Work to complete – Select every line in the data below that contains the word "cracked", and copy those lines out.

Data for the task –

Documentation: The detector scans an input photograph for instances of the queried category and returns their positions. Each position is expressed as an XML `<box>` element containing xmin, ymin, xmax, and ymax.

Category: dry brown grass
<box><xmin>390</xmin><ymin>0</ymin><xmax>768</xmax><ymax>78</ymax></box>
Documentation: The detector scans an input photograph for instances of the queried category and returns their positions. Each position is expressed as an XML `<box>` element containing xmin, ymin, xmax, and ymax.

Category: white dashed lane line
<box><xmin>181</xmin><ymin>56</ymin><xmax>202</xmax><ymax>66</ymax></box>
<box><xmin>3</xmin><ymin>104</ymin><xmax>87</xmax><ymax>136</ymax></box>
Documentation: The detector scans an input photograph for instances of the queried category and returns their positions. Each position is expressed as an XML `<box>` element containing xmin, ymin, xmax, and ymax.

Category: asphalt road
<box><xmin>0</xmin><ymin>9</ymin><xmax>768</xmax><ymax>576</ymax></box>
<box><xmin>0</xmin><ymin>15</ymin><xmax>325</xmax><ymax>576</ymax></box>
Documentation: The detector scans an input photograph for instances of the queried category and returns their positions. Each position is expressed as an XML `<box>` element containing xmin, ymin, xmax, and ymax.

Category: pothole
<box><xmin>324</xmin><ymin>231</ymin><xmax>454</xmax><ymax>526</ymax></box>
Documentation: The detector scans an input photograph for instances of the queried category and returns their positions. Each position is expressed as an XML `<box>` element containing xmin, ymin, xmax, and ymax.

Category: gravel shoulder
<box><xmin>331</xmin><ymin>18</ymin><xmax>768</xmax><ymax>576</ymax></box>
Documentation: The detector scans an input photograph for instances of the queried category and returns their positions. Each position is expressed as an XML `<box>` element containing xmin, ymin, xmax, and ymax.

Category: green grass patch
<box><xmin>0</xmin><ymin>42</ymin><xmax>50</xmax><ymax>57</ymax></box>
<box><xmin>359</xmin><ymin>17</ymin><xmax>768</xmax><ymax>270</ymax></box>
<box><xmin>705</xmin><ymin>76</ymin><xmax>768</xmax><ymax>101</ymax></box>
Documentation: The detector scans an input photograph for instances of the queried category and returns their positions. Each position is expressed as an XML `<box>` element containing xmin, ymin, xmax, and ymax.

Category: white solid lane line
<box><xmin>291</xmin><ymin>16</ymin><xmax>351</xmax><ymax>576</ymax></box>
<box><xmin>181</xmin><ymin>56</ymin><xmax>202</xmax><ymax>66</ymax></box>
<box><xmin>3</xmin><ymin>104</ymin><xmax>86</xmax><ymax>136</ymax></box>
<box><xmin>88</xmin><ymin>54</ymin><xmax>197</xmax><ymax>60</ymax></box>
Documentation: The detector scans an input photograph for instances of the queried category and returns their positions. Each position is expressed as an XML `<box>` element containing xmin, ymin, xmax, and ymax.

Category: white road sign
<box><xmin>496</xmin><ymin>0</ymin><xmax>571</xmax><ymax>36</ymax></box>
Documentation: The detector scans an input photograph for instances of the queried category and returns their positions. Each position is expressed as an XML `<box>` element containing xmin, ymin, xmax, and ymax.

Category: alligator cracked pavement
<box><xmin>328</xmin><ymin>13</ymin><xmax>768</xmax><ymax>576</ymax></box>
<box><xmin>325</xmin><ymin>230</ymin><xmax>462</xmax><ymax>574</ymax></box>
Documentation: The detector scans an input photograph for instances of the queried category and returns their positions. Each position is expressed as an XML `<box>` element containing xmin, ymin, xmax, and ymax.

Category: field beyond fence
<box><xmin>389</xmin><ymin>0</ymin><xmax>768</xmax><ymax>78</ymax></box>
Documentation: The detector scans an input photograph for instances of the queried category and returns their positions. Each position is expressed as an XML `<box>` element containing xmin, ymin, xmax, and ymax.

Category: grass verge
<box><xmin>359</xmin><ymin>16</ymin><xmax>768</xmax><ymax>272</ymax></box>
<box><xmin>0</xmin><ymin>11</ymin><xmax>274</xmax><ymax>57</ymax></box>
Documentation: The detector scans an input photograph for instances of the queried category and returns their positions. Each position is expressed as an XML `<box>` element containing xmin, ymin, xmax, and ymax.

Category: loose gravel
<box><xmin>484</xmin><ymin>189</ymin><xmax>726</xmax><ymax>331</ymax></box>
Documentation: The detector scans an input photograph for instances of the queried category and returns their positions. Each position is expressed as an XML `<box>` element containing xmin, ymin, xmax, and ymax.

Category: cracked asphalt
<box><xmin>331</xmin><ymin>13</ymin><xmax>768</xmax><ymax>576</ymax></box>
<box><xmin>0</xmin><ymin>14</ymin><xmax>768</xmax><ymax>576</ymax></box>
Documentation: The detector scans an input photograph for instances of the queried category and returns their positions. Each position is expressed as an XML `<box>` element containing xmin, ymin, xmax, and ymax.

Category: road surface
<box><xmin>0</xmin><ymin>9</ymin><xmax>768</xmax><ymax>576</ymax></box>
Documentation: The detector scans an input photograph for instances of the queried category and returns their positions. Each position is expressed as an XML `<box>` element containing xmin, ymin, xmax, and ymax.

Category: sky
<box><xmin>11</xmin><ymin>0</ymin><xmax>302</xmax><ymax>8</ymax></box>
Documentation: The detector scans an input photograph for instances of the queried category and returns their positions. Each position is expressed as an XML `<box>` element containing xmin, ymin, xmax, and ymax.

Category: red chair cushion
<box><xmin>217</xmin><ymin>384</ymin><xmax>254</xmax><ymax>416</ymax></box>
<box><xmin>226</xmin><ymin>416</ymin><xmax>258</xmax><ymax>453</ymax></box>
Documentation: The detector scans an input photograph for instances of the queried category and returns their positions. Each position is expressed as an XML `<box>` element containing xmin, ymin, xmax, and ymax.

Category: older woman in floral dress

* * *

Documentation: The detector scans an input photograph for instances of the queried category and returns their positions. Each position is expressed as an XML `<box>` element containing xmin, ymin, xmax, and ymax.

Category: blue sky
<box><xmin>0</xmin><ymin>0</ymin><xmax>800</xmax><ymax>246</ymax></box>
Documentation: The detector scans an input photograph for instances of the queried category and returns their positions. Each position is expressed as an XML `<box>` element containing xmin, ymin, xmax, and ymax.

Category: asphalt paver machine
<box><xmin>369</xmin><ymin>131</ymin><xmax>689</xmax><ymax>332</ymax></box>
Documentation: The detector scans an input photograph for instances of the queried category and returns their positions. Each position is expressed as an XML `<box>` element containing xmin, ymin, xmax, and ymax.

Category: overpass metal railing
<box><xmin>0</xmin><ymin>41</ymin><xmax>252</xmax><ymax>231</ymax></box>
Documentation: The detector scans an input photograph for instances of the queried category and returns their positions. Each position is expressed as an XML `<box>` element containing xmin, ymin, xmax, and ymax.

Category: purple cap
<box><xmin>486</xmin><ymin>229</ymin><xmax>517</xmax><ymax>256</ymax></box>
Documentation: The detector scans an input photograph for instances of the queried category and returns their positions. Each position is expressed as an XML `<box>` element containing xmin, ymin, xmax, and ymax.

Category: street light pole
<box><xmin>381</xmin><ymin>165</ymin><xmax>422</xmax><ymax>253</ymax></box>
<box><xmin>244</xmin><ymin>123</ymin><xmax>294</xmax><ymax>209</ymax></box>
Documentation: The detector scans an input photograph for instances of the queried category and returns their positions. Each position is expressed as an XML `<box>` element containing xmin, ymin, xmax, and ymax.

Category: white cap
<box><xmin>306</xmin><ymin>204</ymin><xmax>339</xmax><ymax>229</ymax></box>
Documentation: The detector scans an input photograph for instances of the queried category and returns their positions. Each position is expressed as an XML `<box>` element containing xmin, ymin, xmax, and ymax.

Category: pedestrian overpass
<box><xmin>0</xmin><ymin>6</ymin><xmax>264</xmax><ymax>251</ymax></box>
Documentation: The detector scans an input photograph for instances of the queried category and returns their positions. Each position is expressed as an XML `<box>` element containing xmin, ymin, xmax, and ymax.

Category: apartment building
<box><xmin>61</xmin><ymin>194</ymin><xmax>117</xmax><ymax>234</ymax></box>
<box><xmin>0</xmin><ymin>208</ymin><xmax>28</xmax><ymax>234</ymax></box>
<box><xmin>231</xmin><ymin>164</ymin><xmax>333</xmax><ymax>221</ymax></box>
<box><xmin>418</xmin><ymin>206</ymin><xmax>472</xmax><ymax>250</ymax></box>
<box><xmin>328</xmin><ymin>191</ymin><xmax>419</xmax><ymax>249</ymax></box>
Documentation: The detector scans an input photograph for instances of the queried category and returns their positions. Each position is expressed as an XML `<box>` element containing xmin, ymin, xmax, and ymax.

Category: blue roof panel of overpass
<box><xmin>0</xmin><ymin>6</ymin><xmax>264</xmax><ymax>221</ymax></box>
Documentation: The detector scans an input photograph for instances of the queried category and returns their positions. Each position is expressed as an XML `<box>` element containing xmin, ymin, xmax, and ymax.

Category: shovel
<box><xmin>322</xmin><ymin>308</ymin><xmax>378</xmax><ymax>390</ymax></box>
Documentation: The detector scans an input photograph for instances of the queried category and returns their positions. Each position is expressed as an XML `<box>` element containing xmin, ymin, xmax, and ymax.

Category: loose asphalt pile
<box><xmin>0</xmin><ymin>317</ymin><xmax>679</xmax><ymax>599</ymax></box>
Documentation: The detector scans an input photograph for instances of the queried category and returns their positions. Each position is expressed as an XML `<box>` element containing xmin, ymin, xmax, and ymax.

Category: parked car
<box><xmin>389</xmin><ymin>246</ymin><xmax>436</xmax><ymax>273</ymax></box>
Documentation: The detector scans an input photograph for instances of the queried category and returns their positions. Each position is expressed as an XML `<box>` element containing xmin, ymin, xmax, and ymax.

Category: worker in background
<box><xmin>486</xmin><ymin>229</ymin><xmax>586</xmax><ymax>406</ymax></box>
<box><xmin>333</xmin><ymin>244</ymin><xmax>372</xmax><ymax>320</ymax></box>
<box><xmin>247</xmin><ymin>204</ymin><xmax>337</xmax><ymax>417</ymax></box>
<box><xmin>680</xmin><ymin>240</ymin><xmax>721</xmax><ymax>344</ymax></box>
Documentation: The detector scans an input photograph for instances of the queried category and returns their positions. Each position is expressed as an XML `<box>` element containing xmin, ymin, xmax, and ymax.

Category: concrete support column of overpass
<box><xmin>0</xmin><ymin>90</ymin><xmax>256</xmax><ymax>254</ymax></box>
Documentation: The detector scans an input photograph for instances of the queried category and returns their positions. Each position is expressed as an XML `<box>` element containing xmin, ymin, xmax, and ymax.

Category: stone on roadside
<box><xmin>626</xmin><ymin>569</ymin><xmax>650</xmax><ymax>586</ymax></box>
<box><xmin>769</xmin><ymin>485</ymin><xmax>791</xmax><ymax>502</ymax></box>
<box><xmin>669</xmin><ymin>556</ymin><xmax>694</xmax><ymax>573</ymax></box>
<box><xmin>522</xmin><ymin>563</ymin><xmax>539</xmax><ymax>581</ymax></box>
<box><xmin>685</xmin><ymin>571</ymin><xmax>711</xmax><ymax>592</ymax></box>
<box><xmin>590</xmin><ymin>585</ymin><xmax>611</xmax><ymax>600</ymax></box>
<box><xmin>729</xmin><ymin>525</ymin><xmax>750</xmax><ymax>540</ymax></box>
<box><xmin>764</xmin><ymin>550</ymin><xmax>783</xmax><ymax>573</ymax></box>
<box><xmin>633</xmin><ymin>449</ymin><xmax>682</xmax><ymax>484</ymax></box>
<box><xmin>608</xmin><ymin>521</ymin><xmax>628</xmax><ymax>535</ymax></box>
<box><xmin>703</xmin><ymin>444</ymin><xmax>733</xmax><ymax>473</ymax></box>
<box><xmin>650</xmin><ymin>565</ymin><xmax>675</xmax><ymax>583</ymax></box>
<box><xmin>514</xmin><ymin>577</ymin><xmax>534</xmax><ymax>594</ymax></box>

--

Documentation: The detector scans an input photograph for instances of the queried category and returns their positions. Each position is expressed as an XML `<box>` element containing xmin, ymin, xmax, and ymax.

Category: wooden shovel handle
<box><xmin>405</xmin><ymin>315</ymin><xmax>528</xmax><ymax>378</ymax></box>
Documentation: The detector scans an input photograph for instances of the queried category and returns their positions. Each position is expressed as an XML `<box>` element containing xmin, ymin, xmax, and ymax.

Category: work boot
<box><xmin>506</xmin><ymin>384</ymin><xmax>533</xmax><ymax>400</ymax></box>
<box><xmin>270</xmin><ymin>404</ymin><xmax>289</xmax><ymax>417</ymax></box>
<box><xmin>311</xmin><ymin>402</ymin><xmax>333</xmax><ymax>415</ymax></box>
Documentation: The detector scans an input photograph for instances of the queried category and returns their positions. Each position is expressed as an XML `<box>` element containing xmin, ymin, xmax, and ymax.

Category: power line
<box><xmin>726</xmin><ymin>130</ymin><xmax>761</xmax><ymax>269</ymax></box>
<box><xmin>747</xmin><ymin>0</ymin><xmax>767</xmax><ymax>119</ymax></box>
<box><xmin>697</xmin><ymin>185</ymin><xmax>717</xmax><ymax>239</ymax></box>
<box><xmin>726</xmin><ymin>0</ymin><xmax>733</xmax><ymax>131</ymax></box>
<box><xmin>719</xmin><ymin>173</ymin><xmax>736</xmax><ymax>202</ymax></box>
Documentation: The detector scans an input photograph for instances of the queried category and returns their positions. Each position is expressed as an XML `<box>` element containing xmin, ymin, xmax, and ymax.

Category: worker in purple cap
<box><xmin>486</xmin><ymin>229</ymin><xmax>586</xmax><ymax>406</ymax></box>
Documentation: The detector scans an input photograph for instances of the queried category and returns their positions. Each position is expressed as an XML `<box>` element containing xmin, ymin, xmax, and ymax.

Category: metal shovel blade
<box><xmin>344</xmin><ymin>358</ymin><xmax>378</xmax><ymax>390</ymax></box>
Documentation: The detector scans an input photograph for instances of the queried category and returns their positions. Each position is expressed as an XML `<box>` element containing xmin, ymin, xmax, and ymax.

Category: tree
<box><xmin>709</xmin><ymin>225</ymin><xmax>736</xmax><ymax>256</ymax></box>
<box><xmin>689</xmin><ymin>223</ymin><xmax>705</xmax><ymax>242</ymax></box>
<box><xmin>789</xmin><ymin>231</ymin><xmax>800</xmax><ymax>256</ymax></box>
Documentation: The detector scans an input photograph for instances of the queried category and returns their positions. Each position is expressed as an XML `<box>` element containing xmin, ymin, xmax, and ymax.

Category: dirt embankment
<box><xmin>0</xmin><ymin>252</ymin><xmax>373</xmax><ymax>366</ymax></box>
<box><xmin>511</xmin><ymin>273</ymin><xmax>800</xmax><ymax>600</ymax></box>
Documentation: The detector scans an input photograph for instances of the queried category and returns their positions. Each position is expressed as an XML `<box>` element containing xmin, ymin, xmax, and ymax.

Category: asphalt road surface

Exercise answer –
Category: alligator cracked pavement
Category: cracked asphalt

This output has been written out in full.